A left-wing coalition unexpectedly surged and the far-right National Rally fell short of predictions. But no coalition captured a majority in Parliament, meaning months of gridlock could lie ahead.
---
  • Far right defiant: Jordan Bardella, the president of the National Rally, acknowledged that his party had fallen short of expectations but noted that it had captured its highest ever number of seats in the National Assembly. “Unfortunately,” Mr. Bardella told supporters in Paris, “dangerous electoral deals” made by Mr. Macron’s allies and the left had “deprived” the country of a far-right government.
With only 10 of the 577 National Assembly seats left to be called, mostly in the Paris area, the results confirm earlier projections showing no single party or bloc will win a majority. The left-wing New Popular Front has 174 seats, compared with 145 for President Macron’s centrist bloc and 141 for the far-right National Rally. The numbers were compiled by The New York Times using data from the French Interior Ministry. Many of the races still being tallied are from areas where the far right has less support.
Basically a three way tie.

▶ **Source data**
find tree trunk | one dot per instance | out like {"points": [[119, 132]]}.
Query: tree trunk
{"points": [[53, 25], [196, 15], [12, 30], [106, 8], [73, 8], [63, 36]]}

▶ **Brief 1**
What seat total does the French election text give for each party or bloc?
▶ **Brief 2**
What comes next in the French election text? Write a continuation that picks up after its final line.
The data above is separate from the French election text.

▶ **Exercise answer 1**
- New Popular Front: 174 seats
- President Macron's centrist bloc: 145 seats
- National Rally: 141 seats

▶ **Exercise answer 2**
And everyone wonders why the young are getting restless, the left is beginning to look resemble "Greeks bearing gifts". :roflmao: :roflmao: :roflmao:

Interesting times, the world over, the young are starting to realise they are being stiffed. :xyxthumbs :xyxthumbs :xyxthumbs

 
The left's shopping list shoved in Macron's face :

" .. the Left’s demands, it’s unsurprising that markets are walking on shaky ground. For example, they are demanding a 90% tax on the rich (incomes over $400k pa), the pension age lowered to 60, and a 14% lift in the minimum wage, with the obvious question being who will pay for it all."

Market Matters
 
The Europeans are a pox on the world.

A more bloodthirsty and ravenous collection of tribes exists nowhere else on the planet.

gg
 
Interesting article on the French election, there seems to be a trend happening:

From the article:

Macron broke his silence for the first time since Sunday’s election results on Wednesday to call for a broad “governing pact” to end the political impasse of a badly fractured French parliament and a nation left in chaos.

He claimed in an open letter that no one won the vote since no party or alliance had come close to an outright majority. Without using the word “coalition”, he urged political parties to “engage in sincere and loyal dialogue to build a solid majority, which has to be pluralistic, for the country”.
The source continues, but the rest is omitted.